**THE EXERCISE**
What follows is a listing. Return every line of it exactly.

-- start DATASET CONTENT --

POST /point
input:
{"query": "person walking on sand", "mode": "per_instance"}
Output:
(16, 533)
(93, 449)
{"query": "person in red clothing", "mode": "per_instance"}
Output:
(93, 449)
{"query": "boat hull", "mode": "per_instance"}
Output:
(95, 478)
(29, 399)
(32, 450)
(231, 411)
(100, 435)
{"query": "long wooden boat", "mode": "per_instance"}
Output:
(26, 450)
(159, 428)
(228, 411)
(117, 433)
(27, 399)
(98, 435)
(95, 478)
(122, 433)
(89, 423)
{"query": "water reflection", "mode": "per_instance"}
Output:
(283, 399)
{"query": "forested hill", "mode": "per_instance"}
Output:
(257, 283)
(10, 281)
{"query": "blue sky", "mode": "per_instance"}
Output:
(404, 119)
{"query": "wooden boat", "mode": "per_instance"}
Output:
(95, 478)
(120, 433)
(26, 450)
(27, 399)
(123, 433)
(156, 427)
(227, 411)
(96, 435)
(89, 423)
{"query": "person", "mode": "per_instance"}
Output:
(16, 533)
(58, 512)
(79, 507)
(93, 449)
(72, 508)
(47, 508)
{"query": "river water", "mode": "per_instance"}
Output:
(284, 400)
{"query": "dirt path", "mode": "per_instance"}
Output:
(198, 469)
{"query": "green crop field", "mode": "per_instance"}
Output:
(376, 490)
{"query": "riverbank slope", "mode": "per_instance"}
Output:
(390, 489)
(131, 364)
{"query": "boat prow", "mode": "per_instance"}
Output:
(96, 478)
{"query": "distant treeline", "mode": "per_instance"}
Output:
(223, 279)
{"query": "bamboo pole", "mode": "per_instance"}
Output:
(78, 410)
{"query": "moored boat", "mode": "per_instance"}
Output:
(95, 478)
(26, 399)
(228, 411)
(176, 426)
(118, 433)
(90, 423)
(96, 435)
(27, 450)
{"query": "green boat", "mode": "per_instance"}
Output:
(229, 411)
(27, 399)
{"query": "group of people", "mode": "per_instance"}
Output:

-- end DATASET CONTENT --

**COMPLETED TASK**
POST /point
input:
{"query": "person walking on sand", "mode": "per_instance"}
Output:
(16, 533)
(93, 449)
{"query": "person in red clothing", "mode": "per_instance"}
Output:
(93, 449)
{"query": "boat hull", "mode": "per_instance"}
Output:
(95, 478)
(29, 399)
(32, 450)
(231, 411)
(100, 435)
{"query": "long wooden boat", "mode": "per_instance"}
Output:
(26, 450)
(159, 428)
(228, 411)
(117, 433)
(27, 399)
(98, 435)
(95, 478)
(122, 433)
(89, 423)
{"query": "water reflection", "mode": "per_instance"}
Output:
(283, 399)
{"query": "forested hill", "mode": "per_instance"}
Output:
(257, 283)
(10, 281)
{"query": "blue sky", "mode": "per_instance"}
Output:
(404, 119)
{"query": "wooden boat", "mode": "per_instance"}
Output:
(95, 478)
(120, 433)
(26, 450)
(27, 399)
(123, 433)
(156, 427)
(227, 411)
(96, 435)
(89, 423)
{"query": "person", "mode": "per_instance"}
Output:
(16, 533)
(58, 512)
(79, 507)
(93, 449)
(72, 508)
(47, 508)
{"query": "river water", "mode": "per_instance"}
Output:
(284, 400)
{"query": "dirt path", "mode": "per_instance"}
Output:
(198, 469)
{"query": "green crop field", "mode": "per_instance"}
Output:
(376, 490)
{"query": "riverbank slope", "mode": "per_instance"}
Output:
(390, 489)
(131, 364)
{"query": "boat prow", "mode": "per_instance"}
Output:
(96, 478)
{"query": "distant treeline", "mode": "per_instance"}
Output:
(223, 279)
{"query": "bamboo pole", "mode": "per_instance"}
Output:
(78, 410)
{"query": "moored boat", "mode": "per_instance"}
Output:
(95, 478)
(26, 399)
(228, 411)
(176, 426)
(118, 433)
(90, 423)
(96, 435)
(27, 450)
{"query": "green boat", "mode": "per_instance"}
Output:
(229, 411)
(27, 399)
{"query": "group of people", "mode": "per_instance"}
Output:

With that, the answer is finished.